* **MATERIAL PROVIDED**
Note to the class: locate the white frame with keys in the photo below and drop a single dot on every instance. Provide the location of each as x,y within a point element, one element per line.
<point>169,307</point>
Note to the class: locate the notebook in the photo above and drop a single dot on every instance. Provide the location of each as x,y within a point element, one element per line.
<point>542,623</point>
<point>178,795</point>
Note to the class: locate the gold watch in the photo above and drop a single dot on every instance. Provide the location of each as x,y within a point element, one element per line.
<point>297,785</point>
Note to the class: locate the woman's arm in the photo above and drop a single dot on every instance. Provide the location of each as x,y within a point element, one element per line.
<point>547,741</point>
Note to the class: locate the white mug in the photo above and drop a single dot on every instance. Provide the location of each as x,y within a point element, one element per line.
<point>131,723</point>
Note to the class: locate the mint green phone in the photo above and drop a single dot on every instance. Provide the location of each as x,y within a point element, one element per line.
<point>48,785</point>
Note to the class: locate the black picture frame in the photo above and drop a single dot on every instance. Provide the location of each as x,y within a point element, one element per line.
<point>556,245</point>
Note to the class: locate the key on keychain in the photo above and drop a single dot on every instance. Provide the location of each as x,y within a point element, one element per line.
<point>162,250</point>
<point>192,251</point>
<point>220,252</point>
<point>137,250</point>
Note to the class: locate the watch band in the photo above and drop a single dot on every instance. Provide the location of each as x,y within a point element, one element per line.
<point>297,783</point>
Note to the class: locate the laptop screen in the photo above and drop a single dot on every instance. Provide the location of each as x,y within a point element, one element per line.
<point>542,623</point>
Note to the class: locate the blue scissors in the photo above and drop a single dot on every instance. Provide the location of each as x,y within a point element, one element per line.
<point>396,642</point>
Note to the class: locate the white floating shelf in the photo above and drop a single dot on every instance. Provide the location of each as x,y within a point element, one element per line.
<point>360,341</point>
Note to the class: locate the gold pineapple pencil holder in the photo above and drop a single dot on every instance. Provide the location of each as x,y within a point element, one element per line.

* **THE TASK**
Copy out only the lines from the start through the line containing "<point>547,741</point>", including the lines that hold no coordinates. Multiply every coordinate in the answers by 1.6 and round to whole numbers, with halves rounded up.

* **EXERCISE RESPONSE**
Note to the class: locate the white frame with keys in the photo below and drop a single dot on every instance. Provide the location of each as x,y within a point element, one element per line.
<point>270,491</point>
Note to the class: locate the notebook in the photo above and drop a single dot on every instance. Provide the location of each as x,y within a point element, one element per line.
<point>867,997</point>
<point>285,1272</point>
Note to the class: locate the gold watch in the photo above and drop a single dot on every instance. Provide the location of each as x,y within a point element, one element per line.
<point>475,1256</point>
Note to the class: locate the woman's arm in the photo above and drop a single dot on every instance. Provide the location of each as x,y within a point element, one element per line.
<point>875,1186</point>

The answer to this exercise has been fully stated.